→ **Consigne**:
Répondez à ces questions à partir de l'extrait ci-dessous sur la conservation en cosmétique naturelle et bio.
1. Combien de conservateurs listés compte-t-on aujourd'hui selon Jean-François Gravier ?
2. Quelles marques allemandes pionnières sont citées en exemple ?
3. Que nécessite le fait d'assurer la conservation sans conservateurs de synthèse ?

→ **Extrait**:

Il existe des méthodes de conservation très variées en cosmétique naturelle et bio.

Parmi les marques pionnières de la cosmétique naturelle et bio on trouve des approches très différentes, même encore aujourd’hui.

Possibilité n°1 en cosmétique naturelle et bio certifiée : la conservation avec des substances de synthèse

Jean-François Gravier: « En cosmétique, tous les cahiers des charges bio acceptent les conservateurs de synthèse de type acide sorbique, acide déhydroacétique, l’acide benzoique, etc. Tous ces conservateurs font partie d’une liste officielle : ce sont les conservateurs listés, au nombre de 57 aujourd’hui, avec une évolution prochaine. » 
Un grand nombre de fabricants en cosmétique naturelle et bio certifiée utilisent ce type de conservateurs. D’autres ont fait le choix de privilégier d’autres méthodes.

  • Les marques allemandes pionnières de la cosmétique naturelle et bio comme par exemple Weleda, Logona, Dr. Hauschka ou Lavera avaient fait le choix, -et le maintiennent jusqu’à aujourd’hui-, de se passer des conservateurs de synthèse autorisés en cosmétique naturelle et bio. A la place, ils ont développé un système de conservation différent.

Possibilité n°2 : Assurer la conservation sans conservateurs de synthèse

Assurer la conservation sans conservateurs de synthèse nécessite tout un ensemble de mesures. Un facteur essentiel : faire en sorte que le moins de micro-organismes possibles ne puissent se développer lors de la production ou du conditionnement, ou pénétrer dans le produit au moment de l’utilisation. Mieux l’on réussit, moins l’on a besoin de conservateurs.

→ **Enregistrements listés**:

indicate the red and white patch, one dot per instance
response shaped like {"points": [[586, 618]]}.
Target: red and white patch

...

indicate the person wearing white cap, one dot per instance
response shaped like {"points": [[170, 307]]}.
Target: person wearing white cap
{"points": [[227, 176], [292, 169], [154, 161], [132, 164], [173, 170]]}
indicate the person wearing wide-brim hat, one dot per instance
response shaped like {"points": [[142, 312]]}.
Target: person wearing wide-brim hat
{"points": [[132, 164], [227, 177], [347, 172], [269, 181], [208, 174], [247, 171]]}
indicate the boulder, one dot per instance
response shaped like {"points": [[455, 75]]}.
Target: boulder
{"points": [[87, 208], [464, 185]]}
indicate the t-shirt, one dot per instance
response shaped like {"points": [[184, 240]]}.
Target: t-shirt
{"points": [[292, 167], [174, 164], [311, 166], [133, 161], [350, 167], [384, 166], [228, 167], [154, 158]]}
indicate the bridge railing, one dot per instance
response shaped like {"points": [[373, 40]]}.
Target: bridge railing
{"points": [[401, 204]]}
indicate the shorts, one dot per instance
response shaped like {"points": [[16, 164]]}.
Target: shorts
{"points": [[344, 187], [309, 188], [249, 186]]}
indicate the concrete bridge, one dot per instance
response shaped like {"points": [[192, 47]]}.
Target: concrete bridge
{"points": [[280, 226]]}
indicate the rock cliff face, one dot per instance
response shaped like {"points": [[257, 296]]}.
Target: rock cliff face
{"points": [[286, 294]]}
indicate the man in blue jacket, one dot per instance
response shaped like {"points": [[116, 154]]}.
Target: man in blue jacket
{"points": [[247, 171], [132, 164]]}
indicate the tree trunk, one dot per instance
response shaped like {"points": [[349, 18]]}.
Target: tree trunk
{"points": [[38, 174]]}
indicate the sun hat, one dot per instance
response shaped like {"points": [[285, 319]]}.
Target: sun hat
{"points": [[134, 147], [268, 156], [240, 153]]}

→ **Réponse attendue**:
1. On en compte 57.
2. Weleda, Logona, Dr. Hauschka et Lavera sont citées en exemple.
3. Cela nécessite tout un ensemble de mesures.